**TASKS TO COMPLETE**.
a – Reproduce the abstract on robot programming word for word, from "It is shown" up to and including "and robotic platforms.".
b – Write what comes next in the abstract on programming robots through gestures and speech, starting right after its last sentence.

**SOURCE PASSAGE**.
Most industrial robots are still programmed using the typical teaching process, through the use of the robot teach pendant. This is a tedious and time‐consuming task that requires some technical expertise, and hence new approaches to robot programming are required. The purpose of this paper is to present a robotic system that allows users to instruct and program a robot with a high‐level of abstraction from the robot language.
The paper presents in detail a robotic system that allows users, especially non‐expert programmers, to instruct and program a robot just showing it what it should do, in an intuitive way. This is done using the two most natural human interfaces (gestures and speech), a force control system and several code generation techniques. Special attention will be given to the recognition of gestures, where the data extracted from a motion sensor (three‐axis accelerometer) embedded in the Wii remote controller was used to capture human hand behaviours. Gestures (dynamic hand positions) as well as manual postures (static hand positions) are recognized using a statistical approach and artificial neural networks.
It is shown that the robotic system presented is suitable to enable users without programming expertise to rapidly create robot programs. The experimental tests showed that the developed system can be customized for different users and robotic platforms.

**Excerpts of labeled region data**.
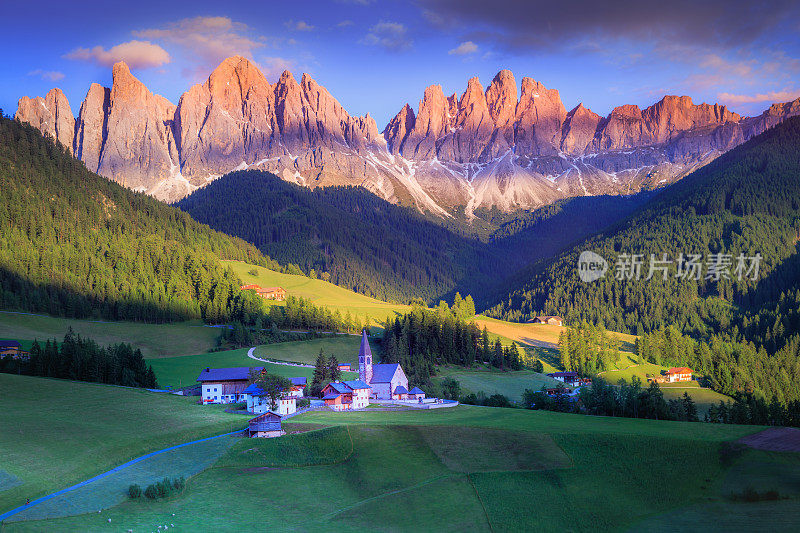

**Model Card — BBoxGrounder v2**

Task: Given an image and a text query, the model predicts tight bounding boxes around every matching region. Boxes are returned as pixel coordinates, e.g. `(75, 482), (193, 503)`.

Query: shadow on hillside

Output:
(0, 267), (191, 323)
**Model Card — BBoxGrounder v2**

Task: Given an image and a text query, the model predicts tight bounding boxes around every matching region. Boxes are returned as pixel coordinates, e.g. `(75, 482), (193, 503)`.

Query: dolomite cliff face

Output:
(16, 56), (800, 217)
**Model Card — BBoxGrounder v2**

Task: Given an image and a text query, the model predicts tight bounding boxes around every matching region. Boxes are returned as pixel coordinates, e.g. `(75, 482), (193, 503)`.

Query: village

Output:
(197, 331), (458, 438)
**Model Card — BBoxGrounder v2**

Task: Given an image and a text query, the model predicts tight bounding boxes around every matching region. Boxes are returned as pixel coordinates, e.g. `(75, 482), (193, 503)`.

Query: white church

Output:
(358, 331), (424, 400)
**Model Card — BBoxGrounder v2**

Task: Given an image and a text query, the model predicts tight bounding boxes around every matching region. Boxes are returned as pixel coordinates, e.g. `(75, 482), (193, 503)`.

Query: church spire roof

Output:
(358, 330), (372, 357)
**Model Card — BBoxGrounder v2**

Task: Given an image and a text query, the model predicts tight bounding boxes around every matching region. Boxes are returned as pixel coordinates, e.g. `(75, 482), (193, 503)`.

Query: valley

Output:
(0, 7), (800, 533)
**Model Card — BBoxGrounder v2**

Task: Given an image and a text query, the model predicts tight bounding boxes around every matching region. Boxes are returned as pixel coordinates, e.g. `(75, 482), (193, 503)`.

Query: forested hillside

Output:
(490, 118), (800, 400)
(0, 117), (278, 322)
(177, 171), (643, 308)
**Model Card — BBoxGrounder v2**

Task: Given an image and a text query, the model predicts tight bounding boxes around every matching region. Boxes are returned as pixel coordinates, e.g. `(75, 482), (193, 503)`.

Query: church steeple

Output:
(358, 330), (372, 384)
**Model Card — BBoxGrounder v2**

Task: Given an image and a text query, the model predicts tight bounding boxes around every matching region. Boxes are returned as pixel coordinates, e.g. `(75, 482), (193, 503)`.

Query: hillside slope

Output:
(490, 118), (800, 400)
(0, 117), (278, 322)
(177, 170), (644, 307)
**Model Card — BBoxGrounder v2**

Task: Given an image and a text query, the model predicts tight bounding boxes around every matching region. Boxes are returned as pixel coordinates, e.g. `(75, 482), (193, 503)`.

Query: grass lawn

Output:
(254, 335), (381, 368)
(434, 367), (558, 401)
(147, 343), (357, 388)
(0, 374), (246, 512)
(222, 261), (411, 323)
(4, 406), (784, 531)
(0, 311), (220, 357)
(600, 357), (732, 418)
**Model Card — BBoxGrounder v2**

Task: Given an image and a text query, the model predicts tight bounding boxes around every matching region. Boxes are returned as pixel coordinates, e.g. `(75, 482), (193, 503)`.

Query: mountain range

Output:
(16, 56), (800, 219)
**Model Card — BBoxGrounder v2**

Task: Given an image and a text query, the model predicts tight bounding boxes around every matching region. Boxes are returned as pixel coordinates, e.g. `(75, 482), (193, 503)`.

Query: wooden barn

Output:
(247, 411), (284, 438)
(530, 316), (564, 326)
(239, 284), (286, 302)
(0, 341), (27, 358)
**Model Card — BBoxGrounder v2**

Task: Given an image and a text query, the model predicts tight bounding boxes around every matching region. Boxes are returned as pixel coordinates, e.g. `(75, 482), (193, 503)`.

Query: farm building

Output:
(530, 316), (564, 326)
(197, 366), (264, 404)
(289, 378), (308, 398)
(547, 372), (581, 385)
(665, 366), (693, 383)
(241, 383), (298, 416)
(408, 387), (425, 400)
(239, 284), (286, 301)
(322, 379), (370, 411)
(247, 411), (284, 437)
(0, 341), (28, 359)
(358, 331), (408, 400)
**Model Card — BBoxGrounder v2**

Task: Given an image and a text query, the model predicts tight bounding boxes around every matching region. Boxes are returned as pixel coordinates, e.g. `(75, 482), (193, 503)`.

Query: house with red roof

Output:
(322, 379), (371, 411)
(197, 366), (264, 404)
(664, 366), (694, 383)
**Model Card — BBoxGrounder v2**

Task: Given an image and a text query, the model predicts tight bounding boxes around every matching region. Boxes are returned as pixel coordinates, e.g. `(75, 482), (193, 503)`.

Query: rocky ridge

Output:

* * *

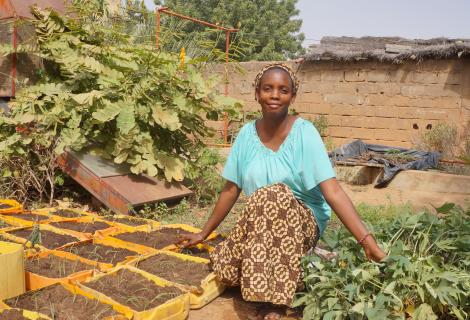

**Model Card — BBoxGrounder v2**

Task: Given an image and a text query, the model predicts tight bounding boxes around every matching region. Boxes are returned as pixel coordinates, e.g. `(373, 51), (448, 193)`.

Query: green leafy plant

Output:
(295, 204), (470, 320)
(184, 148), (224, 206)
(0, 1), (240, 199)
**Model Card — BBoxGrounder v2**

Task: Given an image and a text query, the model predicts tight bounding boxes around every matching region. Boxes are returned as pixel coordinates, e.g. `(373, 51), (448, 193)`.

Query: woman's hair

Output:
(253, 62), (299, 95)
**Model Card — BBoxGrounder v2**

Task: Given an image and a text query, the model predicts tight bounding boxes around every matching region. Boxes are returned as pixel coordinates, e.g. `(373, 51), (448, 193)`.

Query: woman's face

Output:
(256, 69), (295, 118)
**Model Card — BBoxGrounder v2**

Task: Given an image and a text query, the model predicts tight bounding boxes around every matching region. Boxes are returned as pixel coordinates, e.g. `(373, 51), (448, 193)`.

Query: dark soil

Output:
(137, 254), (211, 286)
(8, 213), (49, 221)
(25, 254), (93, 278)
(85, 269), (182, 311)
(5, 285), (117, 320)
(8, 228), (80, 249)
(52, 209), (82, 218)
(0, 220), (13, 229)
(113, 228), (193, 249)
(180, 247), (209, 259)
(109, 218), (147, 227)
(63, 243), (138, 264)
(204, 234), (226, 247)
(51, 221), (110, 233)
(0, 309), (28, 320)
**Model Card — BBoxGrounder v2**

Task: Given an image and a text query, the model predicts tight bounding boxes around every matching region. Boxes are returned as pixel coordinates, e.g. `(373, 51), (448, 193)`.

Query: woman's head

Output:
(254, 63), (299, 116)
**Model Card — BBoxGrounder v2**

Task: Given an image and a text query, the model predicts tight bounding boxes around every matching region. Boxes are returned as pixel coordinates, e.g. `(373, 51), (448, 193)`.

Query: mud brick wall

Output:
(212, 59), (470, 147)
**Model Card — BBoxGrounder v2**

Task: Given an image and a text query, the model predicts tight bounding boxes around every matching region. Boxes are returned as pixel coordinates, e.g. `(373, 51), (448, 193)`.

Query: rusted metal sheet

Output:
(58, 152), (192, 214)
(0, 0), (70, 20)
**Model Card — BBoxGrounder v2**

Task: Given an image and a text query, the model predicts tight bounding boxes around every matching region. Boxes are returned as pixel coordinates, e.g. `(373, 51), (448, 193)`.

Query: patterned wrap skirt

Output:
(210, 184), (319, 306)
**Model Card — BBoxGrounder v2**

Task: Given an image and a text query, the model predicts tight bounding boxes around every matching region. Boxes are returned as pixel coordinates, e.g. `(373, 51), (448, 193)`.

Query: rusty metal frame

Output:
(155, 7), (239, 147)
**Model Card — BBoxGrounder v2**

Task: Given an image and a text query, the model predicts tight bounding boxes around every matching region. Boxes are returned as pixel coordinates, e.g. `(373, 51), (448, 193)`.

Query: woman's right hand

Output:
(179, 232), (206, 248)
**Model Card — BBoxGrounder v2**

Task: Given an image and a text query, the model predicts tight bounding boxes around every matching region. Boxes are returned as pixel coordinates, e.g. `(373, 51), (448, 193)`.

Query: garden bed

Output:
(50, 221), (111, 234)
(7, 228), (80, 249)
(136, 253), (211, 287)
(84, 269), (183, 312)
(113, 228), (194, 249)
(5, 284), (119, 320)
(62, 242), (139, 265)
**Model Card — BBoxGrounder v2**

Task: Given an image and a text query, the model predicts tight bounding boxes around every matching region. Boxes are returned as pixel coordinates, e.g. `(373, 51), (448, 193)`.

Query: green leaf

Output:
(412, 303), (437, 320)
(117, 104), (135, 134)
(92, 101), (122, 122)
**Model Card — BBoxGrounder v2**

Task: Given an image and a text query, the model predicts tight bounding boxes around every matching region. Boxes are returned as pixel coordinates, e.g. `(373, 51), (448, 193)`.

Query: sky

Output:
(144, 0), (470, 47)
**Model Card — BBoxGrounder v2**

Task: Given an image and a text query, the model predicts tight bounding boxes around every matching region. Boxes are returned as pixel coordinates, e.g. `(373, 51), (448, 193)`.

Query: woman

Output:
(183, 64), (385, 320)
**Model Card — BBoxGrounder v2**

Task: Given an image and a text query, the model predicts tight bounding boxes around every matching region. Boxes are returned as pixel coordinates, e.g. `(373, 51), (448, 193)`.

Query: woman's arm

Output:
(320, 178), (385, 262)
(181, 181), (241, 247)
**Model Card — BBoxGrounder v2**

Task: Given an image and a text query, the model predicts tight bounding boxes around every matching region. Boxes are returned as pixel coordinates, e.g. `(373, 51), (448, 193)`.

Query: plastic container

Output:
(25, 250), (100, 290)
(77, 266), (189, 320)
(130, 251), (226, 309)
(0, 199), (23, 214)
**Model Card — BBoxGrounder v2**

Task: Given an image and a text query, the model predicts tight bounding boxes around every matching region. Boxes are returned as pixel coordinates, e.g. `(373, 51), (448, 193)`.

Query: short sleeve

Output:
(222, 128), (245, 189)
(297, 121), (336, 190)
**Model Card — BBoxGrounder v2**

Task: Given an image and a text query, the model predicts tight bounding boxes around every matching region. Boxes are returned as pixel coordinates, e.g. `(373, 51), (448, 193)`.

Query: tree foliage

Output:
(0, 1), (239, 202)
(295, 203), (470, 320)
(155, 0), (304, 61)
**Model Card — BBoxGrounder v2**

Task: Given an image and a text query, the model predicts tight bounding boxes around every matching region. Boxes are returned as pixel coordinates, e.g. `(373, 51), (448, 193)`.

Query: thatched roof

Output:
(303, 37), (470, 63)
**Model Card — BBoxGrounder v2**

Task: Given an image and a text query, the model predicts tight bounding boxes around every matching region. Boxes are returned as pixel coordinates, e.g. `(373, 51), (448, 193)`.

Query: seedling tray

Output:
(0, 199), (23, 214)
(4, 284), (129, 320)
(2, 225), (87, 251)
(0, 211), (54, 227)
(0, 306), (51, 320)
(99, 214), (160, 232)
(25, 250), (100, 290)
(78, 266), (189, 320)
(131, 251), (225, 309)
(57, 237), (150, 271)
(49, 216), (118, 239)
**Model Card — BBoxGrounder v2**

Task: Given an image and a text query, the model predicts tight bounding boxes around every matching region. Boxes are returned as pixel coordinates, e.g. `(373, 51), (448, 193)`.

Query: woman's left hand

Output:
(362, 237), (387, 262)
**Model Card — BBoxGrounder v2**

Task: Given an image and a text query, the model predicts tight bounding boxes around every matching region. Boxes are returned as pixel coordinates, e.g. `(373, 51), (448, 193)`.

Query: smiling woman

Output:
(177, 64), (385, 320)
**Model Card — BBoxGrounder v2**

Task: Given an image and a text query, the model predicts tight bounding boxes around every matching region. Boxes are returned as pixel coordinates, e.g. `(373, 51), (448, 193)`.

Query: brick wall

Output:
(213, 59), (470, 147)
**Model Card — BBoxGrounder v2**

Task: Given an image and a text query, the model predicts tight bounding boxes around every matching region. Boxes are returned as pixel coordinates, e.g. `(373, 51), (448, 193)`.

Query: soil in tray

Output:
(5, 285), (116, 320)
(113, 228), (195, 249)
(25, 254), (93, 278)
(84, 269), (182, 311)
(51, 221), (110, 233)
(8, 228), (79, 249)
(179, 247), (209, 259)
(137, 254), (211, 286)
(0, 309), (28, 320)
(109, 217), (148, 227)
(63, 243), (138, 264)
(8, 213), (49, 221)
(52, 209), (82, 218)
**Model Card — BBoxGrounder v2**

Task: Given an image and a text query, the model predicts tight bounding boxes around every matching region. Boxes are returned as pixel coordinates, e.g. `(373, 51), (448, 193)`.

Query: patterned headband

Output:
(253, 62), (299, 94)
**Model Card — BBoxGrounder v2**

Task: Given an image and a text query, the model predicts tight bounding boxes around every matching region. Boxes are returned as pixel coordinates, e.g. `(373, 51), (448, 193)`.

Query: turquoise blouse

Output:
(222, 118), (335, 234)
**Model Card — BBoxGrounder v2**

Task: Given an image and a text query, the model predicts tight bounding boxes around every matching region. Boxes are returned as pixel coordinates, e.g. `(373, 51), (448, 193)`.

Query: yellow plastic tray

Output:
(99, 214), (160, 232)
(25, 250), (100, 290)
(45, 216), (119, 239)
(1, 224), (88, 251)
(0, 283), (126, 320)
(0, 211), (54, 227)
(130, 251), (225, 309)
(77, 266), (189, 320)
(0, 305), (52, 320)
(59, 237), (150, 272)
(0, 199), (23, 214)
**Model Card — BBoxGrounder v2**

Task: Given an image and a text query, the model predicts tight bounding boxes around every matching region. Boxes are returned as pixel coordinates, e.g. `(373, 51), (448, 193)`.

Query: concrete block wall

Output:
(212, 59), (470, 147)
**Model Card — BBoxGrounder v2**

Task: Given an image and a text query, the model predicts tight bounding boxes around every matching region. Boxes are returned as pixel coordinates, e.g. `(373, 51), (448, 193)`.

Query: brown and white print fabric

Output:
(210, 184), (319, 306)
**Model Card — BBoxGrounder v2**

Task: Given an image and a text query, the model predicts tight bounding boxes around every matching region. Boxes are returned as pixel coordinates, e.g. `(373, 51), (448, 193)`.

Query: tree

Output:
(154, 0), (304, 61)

**OUTPUTS FOR THE TASKS**.
a –
It is shown that the robotic system presented is suitable to enable users without programming expertise to rapidly create robot programs. The experimental tests showed that the developed system can be customized for different users and robotic platforms.

b –
The proposed system is tested on two different robotic platforms. Since the options adopted are mainly based on standards, it can be implemented with other robot controllers without significant changes. Future work will focus on improving the recognition rate of gestures and continuous gesture recognition.
The key contribution of this paper is that it offers a practical method to program robots by means of gestures and speech, improving work efficiency and saving time.
This paper presents an alternative to the typical robot teaching process, extending the concept of human‐robot interaction and co‐worker scenario. Since most companies do not have engineering resources to make changes or add new functionalities to their robotic manufacturing systems, this system constitutes a major advantage for small‐ to medium‐sized enterprises.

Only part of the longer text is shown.